** Opening SUPPLIED MATERIAL block **

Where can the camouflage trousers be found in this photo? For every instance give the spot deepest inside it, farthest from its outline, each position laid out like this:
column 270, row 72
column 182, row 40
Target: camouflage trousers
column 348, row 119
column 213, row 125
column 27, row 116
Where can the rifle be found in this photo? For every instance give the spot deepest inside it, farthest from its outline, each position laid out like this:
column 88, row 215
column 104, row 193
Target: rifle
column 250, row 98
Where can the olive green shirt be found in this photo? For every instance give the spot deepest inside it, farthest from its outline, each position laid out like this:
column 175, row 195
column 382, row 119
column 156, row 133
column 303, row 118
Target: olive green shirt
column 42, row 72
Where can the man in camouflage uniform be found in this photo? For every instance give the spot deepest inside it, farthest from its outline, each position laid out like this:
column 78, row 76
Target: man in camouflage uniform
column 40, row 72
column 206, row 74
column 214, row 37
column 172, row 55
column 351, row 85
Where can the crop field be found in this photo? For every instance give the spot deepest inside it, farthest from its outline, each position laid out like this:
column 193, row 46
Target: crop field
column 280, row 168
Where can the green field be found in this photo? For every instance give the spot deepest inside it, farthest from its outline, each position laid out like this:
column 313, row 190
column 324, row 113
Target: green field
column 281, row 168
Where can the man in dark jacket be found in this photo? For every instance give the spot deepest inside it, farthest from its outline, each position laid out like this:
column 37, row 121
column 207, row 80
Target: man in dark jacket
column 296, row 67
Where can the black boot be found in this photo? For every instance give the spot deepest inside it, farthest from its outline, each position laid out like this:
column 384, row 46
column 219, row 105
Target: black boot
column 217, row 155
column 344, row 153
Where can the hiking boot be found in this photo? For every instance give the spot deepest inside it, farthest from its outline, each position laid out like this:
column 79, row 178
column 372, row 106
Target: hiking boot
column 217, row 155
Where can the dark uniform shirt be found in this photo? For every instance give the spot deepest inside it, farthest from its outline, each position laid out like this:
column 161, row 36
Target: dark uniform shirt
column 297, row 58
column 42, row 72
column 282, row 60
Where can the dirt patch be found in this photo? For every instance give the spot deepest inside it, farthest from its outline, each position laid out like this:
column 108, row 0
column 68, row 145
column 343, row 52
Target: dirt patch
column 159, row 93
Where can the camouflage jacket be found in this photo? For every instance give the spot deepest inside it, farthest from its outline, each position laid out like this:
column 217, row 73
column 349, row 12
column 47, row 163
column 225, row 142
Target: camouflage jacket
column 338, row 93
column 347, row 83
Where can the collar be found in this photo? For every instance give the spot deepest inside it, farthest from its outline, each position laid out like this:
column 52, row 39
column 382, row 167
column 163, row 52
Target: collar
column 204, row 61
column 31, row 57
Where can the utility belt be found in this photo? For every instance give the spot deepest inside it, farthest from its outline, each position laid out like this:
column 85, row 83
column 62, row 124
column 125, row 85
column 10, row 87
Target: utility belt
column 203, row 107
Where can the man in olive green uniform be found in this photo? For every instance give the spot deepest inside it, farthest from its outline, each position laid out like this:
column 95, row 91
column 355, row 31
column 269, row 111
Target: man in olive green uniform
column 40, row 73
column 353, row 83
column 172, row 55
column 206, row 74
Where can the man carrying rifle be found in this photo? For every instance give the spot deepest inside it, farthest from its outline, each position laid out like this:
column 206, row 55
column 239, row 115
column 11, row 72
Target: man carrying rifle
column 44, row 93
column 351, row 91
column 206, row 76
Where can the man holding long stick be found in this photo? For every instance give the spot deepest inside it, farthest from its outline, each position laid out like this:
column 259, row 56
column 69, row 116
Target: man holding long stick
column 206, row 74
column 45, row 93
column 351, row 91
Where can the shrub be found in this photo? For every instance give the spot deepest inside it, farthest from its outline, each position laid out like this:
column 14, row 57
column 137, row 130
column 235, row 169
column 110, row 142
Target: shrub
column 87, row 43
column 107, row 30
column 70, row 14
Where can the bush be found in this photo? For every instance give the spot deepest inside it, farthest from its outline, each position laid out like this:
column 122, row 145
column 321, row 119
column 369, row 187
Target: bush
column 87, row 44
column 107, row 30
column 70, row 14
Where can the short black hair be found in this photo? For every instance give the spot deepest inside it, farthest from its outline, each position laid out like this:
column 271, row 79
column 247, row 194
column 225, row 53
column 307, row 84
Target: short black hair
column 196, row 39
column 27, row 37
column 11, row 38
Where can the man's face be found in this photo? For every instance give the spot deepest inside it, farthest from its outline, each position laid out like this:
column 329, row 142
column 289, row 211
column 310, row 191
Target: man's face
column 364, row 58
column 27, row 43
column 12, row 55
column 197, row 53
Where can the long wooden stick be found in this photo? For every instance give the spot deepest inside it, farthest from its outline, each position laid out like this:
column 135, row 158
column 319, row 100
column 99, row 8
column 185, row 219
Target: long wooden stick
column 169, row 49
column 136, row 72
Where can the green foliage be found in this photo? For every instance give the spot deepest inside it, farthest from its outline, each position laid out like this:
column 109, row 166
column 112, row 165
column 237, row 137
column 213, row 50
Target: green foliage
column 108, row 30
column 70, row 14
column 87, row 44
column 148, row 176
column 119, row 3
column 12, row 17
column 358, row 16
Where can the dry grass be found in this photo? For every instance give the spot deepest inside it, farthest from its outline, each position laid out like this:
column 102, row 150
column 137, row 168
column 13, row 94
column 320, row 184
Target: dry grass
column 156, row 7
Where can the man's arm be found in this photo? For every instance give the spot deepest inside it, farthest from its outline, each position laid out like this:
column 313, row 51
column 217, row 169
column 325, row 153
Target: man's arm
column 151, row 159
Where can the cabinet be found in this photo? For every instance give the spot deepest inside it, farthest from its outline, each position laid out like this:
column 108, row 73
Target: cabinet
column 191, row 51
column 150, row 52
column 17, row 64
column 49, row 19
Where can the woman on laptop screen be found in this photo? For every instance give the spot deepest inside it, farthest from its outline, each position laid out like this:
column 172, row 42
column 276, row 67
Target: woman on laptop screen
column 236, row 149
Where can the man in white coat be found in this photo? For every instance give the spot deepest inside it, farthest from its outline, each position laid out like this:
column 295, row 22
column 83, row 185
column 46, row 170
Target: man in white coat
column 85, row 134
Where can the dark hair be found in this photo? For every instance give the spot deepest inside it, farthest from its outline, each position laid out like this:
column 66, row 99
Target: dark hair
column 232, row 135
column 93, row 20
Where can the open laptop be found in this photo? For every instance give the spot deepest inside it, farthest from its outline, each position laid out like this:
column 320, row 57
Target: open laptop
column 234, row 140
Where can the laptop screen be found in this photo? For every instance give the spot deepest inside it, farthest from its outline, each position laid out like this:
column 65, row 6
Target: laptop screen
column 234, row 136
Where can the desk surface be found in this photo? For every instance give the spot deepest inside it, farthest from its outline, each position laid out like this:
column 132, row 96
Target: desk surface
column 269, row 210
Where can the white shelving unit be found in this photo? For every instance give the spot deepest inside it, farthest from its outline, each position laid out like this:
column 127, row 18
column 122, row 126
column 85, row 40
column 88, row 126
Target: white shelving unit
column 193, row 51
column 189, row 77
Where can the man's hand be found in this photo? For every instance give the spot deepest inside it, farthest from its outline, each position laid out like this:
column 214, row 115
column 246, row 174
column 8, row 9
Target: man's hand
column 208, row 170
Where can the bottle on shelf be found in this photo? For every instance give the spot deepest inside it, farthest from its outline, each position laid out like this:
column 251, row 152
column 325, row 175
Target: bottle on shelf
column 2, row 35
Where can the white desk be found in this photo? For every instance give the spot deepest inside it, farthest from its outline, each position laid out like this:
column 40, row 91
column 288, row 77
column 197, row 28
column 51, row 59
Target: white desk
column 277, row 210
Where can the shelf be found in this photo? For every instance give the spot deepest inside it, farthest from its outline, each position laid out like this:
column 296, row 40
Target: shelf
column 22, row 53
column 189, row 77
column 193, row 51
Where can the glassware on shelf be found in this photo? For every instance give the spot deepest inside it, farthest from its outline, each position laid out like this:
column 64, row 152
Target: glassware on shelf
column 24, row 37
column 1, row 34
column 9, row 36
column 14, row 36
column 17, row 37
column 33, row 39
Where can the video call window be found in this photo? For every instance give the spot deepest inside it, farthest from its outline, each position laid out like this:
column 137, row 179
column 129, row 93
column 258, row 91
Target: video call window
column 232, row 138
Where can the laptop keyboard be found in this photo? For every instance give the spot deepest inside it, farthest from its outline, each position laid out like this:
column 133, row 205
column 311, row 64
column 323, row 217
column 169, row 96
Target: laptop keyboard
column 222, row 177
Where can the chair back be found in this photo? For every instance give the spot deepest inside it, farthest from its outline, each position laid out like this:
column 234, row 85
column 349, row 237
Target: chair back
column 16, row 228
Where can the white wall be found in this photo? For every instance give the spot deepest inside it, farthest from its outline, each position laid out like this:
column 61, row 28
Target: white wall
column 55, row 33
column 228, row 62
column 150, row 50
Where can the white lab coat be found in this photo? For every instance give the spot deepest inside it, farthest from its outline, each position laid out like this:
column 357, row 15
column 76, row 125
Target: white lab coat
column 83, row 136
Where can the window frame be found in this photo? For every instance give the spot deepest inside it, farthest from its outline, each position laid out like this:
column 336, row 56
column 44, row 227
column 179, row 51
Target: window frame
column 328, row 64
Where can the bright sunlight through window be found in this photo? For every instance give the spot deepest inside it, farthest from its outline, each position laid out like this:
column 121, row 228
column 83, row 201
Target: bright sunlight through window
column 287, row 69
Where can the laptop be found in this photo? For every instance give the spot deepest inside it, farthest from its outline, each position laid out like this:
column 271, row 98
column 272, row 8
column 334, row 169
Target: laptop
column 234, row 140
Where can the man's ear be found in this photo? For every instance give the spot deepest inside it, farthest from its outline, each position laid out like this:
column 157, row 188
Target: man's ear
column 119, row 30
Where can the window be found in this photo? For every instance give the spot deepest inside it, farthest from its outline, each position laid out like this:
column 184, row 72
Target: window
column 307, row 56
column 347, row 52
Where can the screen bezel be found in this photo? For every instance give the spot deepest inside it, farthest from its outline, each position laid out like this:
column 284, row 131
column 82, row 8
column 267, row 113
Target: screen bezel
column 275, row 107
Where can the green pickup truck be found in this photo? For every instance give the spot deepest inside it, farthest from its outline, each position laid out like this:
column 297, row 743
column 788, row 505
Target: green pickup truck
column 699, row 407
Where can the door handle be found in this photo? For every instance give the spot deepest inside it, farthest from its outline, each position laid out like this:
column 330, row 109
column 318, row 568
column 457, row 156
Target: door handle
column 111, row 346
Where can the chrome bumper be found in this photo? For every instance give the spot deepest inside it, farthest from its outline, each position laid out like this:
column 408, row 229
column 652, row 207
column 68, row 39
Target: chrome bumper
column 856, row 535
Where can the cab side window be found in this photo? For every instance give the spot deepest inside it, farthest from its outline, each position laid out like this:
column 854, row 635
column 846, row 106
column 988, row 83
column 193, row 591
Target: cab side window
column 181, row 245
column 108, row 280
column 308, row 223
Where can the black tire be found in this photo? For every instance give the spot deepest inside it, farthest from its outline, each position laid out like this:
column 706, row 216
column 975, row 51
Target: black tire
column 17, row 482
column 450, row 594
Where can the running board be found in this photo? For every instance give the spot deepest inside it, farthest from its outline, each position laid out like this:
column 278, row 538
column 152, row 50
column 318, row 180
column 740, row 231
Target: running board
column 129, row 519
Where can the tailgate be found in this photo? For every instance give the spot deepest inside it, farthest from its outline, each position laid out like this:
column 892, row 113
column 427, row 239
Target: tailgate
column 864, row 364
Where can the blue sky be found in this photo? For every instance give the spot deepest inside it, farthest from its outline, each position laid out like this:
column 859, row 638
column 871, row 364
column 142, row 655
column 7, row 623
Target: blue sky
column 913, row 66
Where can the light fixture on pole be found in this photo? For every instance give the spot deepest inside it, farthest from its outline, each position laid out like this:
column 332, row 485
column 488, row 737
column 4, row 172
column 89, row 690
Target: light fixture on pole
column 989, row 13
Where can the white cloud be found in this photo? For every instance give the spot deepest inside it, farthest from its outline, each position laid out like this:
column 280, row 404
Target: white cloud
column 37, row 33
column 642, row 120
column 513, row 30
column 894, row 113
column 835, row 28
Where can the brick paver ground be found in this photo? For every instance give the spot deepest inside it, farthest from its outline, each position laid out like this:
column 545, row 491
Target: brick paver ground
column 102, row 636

** Closing SUPPLIED MATERIAL block **

_EXERCISE PROMPT_.
Only the lines above, from the first through the one holding "column 78, row 76", are to be output, and they must be copied exactly.

_ANSWER TO THIS TASK_.
Where can the camouflage trousers be found in this photo? For every instance give the spot deepest inside it, farthest from its outline, each position laid out like this:
column 270, row 72
column 182, row 40
Target: camouflage trousers
column 348, row 119
column 213, row 125
column 27, row 116
Where can the rifle be found in this photo? For every instance give the spot deepest inside it, farthest from its outline, each position laid out like this:
column 88, row 215
column 104, row 193
Target: rifle
column 250, row 98
Where can the olive green shirt be found in this photo? For every instance give the spot deepest inside it, farthest from its outline, each position laid out like this:
column 175, row 195
column 382, row 119
column 156, row 133
column 303, row 118
Target: olive green shirt
column 42, row 72
Where can the man in camouflage uniform be found in this photo? For every instance give the spot deepest inside it, farthest from its outline, each position laid out like this:
column 78, row 76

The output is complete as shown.